TAREA PROPUESTA
Responde en una línea cada pregunta sobre el fragmento de Marx en Londres que aparece más abajo:
1. ¿A qué se debía la permanencia vitalicia de Marx en Londres?
2. ¿Con qué condición era liberal el Gobierno inglés con los refugiados políticos?
3. ¿Qué es la tolerancia según la cita de Gustavo Bueno?
── FRAGMENTO PROPORCIONADO ──
La permanencia vitalicia de Marx en Londres se debía a la tolerancia del Gobierno inglés con los revolucionarios, ya que era liberal con los refugiados políticos, siempre y cuando el comportamiento de éstos fuese correcto y no llamase la atención, ya que en Inglaterra el capitalismo era estable y no había ningún síntoma de revolución a la vista, situación que desmoralizaba a los revolucionarios exiliados allí: de ahí la tolerancia del Gobierno (como dice Gustavo Bueno, la tolerancia es el desprecio).
───
── SECCIÓN DE DATOS ──
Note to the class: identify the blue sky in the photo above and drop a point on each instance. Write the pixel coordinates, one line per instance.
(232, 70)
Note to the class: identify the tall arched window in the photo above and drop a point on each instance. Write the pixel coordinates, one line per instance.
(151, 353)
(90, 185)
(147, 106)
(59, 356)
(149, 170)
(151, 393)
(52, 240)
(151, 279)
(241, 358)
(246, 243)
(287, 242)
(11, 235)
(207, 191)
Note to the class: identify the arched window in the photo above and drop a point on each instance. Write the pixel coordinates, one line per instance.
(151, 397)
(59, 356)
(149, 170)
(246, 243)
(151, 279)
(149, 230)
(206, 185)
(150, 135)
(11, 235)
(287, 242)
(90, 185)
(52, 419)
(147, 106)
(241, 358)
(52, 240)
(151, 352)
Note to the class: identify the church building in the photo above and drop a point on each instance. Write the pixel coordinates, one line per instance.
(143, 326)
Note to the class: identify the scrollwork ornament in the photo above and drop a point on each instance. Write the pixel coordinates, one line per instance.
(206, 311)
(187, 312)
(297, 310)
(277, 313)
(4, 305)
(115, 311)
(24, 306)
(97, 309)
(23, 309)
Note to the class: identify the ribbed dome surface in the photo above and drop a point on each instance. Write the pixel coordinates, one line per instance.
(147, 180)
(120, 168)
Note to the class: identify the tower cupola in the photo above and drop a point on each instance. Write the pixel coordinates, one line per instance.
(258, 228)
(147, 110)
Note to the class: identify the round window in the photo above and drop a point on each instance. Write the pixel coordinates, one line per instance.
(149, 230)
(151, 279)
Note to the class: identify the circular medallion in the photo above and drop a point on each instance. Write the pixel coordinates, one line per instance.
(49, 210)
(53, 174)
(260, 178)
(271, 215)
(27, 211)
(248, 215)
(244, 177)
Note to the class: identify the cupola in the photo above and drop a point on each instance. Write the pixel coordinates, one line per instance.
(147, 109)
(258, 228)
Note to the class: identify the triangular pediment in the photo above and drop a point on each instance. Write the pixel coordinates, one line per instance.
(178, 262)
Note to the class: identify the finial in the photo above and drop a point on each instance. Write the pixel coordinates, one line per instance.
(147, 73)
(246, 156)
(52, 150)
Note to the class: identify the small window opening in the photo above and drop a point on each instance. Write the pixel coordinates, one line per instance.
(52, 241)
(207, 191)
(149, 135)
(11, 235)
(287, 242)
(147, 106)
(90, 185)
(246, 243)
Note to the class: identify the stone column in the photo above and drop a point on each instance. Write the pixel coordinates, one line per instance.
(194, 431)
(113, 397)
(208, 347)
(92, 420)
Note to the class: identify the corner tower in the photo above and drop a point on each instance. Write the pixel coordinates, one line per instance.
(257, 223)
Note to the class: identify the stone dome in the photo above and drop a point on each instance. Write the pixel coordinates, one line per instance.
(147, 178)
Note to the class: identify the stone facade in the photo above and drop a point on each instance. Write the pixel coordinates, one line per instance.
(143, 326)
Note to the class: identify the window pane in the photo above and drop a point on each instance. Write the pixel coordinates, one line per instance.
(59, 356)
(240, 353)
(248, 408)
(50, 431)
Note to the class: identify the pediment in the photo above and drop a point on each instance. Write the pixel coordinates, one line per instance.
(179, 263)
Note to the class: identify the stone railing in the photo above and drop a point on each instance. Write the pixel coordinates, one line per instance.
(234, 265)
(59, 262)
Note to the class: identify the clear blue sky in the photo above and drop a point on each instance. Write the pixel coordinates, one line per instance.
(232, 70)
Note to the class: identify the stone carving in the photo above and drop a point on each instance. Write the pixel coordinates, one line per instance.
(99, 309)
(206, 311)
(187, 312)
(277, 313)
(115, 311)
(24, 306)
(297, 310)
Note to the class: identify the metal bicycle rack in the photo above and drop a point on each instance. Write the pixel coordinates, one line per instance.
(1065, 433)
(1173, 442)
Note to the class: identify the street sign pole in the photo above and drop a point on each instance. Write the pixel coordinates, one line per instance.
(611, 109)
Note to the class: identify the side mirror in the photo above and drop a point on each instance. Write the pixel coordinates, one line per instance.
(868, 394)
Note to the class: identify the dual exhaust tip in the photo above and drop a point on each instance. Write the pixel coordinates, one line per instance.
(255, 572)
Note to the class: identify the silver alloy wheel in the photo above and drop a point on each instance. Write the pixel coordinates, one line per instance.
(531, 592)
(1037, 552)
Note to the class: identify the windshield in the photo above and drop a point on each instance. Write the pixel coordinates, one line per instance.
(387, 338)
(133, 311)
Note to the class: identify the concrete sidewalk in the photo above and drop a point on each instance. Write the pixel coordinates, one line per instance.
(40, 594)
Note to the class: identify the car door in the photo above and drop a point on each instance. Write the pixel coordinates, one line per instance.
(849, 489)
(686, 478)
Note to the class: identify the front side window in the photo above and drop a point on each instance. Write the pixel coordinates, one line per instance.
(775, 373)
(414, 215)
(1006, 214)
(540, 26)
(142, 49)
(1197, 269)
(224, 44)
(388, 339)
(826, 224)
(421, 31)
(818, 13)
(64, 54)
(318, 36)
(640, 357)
───
RESPUESTA AL EJERCICIO
1. A la tolerancia del Gobierno inglés con los revolucionarios.
2. Siempre y cuando su comportamiento fuese correcto y no llamase la atención.
3. El desprecio.